Excerpt provided:
We were lectured just after the vote today, just after there was a very brief lapse in the reverence for the ceremonies for a round of booing, that the proper way to deal with defeat such as this is not to make noise but rather to write to our representatives and vote.

So I was just thinking we can have a practice session of ass-kissing and groveling for freedom from our overlords because we obviously suck at it. The idea is to kindly ask for some more freedom in a quiet and respectful manner, paying close attention not to disrupt the ceremonies. Beg other people to vote with you and then go quietly into that secret little booth and close the curtain and punch a little hole into a little piece of cardboard and drop it into the box of anonymity and then go home and shut the fuck up. Then hope that you aren't outnumbered because we all know that having the biggest gang is the way to determine who is actually right, particularly on matters of deciding how violence should be used against innocent people.

Who's up for a PiMP my Ass-kissing practice session?

Pat K

#1
Oh now your just being sarcastic.

You should put that energy into a nice
letter to your rep.

Moebius Tripp

"Oliverbert" the boy who dares to beg for more...

Fluff and Stuff

This is part of the Don Gorman School of Politics.

Free libertarian

Quote from: dalebert on March 04, 2009, 05:37 PM NHFT
We were lectured just after the vote today, just after there was a very brief lapse in the reverence for the ceremonies for a round of booing, that the proper way to deal with defeat such as this is not to make noise but rather to write to our representatives and vote.

Working data:

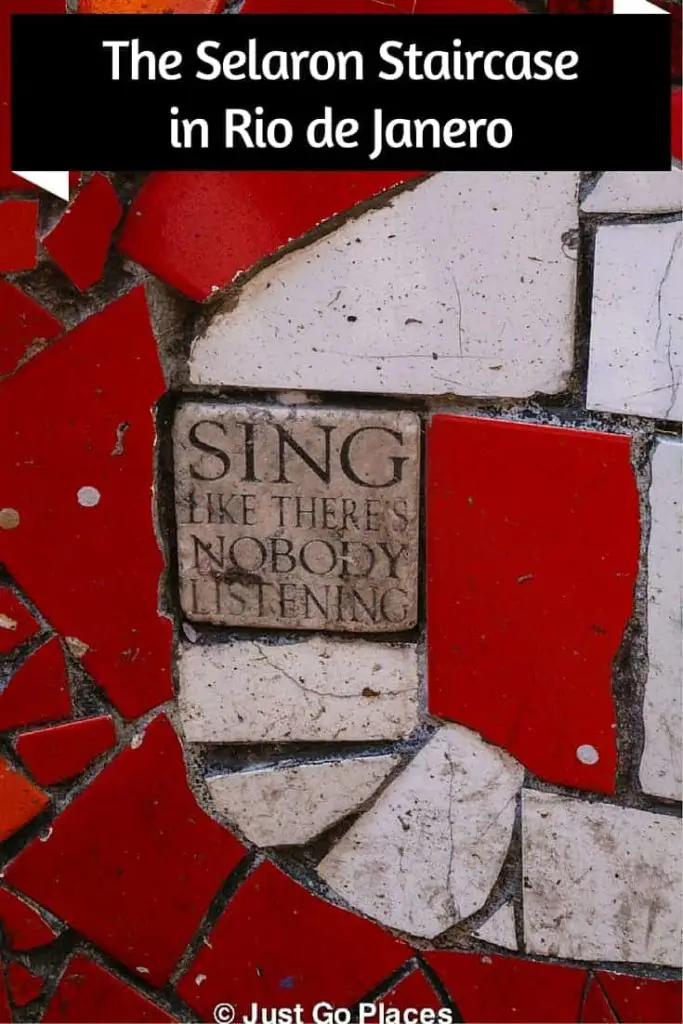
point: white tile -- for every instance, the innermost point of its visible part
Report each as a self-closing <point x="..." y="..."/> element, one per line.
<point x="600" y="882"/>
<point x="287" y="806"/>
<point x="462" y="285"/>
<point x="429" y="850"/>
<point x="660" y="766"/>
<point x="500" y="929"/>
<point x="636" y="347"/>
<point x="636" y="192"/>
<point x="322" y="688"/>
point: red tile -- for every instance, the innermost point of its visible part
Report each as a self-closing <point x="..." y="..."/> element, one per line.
==
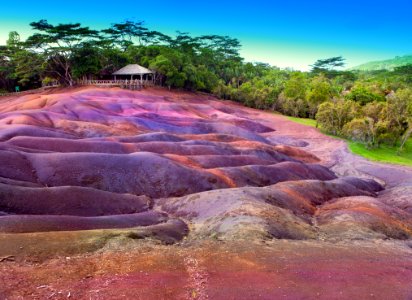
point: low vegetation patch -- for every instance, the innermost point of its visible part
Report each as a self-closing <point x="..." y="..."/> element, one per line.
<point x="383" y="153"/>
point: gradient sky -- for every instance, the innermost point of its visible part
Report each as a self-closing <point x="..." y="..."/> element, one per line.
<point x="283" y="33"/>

Challenge 1:
Answer these questions from the forum thread:
(a) What name is given to the school of politics mentioned?
(b) What date is given for dalebert's quoted message?
(c) What does the poster suggest holding a practice session of?
Challenge 2: Select every line of the records that contains the word "instance". Case counts.
The records are unrelated to the forum thread.

Full solution 1:
(a) The Don Gorman School of Politics
(b) March 04, 2009
(c) Ass-kissing and groveling for freedom from our overlords

Full solution 2:
point: white tile -- for every instance, the innermost point of its visible part
point: red tile -- for every instance, the innermost point of its visible part
point: low vegetation patch -- for every instance, the innermost point of its visible part
point: gradient sky -- for every instance, the innermost point of its visible part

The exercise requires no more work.